Start of SOURCE EXCERPT

Accomplished students with famous last names such as “Benoit,” “Sonnier” and “Guidry” offered up songs such as “Hand Me Down My Walking Cane,” “Give Him Cornbread,” and “Zydeco Stomp.” In all, five distinct student groups took the stage led by some of the all-star cast of this amazing music program.
The faculty includes, among others, Nathan Williams Jr. of Lil Nathan and the Zydeco Big Timers, Chas Justus of the Revelers, Chad Huval with Beausoleil, Blake Miller of the Red Stick Ramblers and Pine Leaf Boys, Gina Forsyth solo fiddler/songwriter and Lee Allen Zeno who played with Buckwheat Zydeco. All of the faculty performed, including coming together for an “Instructor All-Stars” performance. That was followed by another long set by an ad hoc group that included Zachary Richard, Sonny Landreth, Henry Hample, Ward Lormand, Gary Newman and Danny Kimball.
The next day, Kim and I drove into Baton Rouge, hooked up with Bill Boelens who co-hosts Dirty Rice on KRVS in Lafayette and Back Down the Bayou on WPVM in Baton Rouge. We got on downtown for the blues festival and caught Roddie Romero and Michael Juan Nunez as they were performing Romero’s “The Creole Nightingale Sings” from his excellent Gulfstream release from 2016 (Show featuring my interview with him.) This fan boy moment of meeting these two musicians after their set (and getting Nunez new record) was made even greater when Bill introduced me to Larry Garner who was sitting in the audience preparing to catch the next act. This Louisiana Blues Hall of Famer has three of his records on the KAOS blues shelf and I’ve drawn from them regularly over the years.

End of SOURCE EXCERPT
Start of ROWS

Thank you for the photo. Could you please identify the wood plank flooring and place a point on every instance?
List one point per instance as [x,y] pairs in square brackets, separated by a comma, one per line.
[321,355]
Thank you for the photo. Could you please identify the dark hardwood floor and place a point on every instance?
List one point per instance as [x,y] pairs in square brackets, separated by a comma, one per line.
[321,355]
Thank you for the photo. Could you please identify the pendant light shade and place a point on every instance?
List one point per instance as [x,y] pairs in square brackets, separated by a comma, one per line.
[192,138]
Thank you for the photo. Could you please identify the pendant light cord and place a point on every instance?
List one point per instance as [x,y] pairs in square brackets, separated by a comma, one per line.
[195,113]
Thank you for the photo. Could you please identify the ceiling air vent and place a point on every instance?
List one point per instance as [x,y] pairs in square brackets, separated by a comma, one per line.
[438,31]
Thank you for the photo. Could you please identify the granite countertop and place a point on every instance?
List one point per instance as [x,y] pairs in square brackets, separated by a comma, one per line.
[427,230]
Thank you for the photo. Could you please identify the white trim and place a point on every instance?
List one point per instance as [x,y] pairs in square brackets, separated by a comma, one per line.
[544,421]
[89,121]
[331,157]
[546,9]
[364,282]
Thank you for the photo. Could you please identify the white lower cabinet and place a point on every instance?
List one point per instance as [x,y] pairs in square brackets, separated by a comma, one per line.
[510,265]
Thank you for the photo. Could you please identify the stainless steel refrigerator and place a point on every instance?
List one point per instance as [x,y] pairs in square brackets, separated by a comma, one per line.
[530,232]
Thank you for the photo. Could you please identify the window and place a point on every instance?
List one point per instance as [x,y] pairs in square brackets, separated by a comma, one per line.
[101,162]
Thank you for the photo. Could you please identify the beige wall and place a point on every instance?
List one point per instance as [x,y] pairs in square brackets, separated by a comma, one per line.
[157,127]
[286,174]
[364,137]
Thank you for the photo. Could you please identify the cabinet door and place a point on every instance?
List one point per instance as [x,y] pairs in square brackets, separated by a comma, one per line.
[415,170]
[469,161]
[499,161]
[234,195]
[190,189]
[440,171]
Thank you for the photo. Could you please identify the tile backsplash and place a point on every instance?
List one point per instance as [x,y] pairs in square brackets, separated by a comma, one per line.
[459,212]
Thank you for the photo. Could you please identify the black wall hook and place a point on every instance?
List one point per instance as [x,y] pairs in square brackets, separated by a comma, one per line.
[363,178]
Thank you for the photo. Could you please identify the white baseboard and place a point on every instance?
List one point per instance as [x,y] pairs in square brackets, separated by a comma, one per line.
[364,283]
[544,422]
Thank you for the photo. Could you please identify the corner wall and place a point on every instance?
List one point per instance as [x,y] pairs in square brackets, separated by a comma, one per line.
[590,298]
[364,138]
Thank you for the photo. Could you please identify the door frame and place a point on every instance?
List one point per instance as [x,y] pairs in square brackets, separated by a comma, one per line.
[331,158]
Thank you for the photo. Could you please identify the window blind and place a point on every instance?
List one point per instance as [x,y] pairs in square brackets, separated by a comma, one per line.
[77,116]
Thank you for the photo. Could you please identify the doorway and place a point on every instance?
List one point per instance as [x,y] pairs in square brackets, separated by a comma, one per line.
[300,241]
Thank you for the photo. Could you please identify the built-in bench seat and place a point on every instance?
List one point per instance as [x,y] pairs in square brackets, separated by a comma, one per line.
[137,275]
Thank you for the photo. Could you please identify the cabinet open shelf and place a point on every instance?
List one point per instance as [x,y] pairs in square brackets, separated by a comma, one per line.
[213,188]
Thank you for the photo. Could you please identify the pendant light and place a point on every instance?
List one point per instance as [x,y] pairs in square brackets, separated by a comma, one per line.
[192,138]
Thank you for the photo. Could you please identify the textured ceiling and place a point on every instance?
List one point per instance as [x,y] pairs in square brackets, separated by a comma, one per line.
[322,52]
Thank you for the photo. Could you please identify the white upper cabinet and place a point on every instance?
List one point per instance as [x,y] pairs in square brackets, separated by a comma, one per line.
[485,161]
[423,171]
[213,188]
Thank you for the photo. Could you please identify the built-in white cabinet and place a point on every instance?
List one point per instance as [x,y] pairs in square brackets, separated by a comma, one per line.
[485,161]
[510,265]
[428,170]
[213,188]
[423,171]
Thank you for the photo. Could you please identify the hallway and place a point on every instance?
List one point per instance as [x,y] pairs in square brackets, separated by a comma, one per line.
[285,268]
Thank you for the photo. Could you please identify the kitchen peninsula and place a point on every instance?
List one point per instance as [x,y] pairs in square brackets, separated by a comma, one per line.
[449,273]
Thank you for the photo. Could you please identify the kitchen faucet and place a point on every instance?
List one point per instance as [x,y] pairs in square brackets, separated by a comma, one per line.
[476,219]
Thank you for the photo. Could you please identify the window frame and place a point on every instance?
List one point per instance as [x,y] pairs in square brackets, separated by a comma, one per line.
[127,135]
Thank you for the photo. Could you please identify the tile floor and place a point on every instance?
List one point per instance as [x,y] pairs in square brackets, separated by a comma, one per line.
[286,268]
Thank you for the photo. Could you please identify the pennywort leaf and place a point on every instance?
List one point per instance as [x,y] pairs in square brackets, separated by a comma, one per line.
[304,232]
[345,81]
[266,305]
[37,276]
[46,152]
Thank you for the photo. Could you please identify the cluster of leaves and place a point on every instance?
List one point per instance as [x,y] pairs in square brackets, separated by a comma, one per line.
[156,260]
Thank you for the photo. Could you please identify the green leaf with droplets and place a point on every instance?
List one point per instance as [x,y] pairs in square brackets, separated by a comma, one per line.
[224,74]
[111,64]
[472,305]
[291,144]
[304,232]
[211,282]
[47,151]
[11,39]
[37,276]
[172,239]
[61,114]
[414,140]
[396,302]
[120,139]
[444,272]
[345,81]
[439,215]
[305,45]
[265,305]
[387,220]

End of ROWS

LIST OF TASKS:
**a.** Rewrite the stretch of the Louisiana music account from "The faculty includes, among" through "and Danny Kimball.", switching "fiddler" to "violinist".
**b.** Carry the Louisiana music account forward from its last sentence.

TASK-BY-TASK ANSWERS:
**a.**
The faculty includes, among others, Nathan Williams Jr. of Lil Nathan and the Zydeco Big Timers, Chas Justus of the Revelers, Chad Huval with Beausoleil, Blake Miller of the Red Stick Ramblers and Pine Leaf Boys, Gina Forsyth solo violinist/songwriter and Lee Allen Zeno who played with Buckwheat Zydeco. All of the faculty performed, including coming together for an “Instructor All-Stars” performance. That was followed by another long set by an ad hoc group that included Zachary Richard, Sonny Landreth, Henry Hample, Ward Lormand, Gary Newman and Danny Kimball.

**b.**
Wrote more than I really wanted to do, just needed an excuse to show off these pictures.
If you grew up with the phrase “See You Later Alligator,” chances are you are also familiar with the hit song by Bill Haley and the Comets. Today’s show features songs by the songwriter (Robert Charles Guidry) who wrote and originally recorded that record.
However, the show starts with Dr. John singing “Let the Good Times Roll” which you would know by now if you would just click the arrow below.
Born February 21, 1938, Bobby Charles is noted for being an early adopter and developer of the “swamp pop” sound that originated from south Louisiana’s Acadiana region. Swamp Pop had its heyday in the early 60’s but has seen a resurgence with recent releases by Roddie Romero, The Revelers and Yvette Landry. The latter featuring covers of Bobby Charles songs, including “Yea, Yea Baby” which you’ll hear in the show. I also play Fats Domino’s “Walking to New Orleans” and Bobby Charles” rollicking rendition of “Take It Easy, Greasy.”
Today’s show kicks off though with a solid set of jazz with Dr. Michael White, Tuba Skinny, Kid Ory, Smoking Time Jazz Club, Louis Armstrong, and Eight Dice Cloth.
This show also features some Cajun music and another set of Mardi Gras inspired songs, including Los Hombres Calientes’ “Mardi Gras Second Line.”
Stick with the show into the second hour and you’ll hear Maria Muldaur’s naughty version of “Trombone Man Blues” and a sweet, bluesy cover of “If I Had a Hammer.” The show finishes with Jon Cleary’s “Zulu Strut.”
This show dives into Lafayette music, with a strong assist from Yvette Landry’s new swamp pop album, Louisiana Lovin’. If you click the player below, you’ll start the show with Dr. John and Cyril Neville singing”Chickee’ Le Pas” – – whatever the heck that means.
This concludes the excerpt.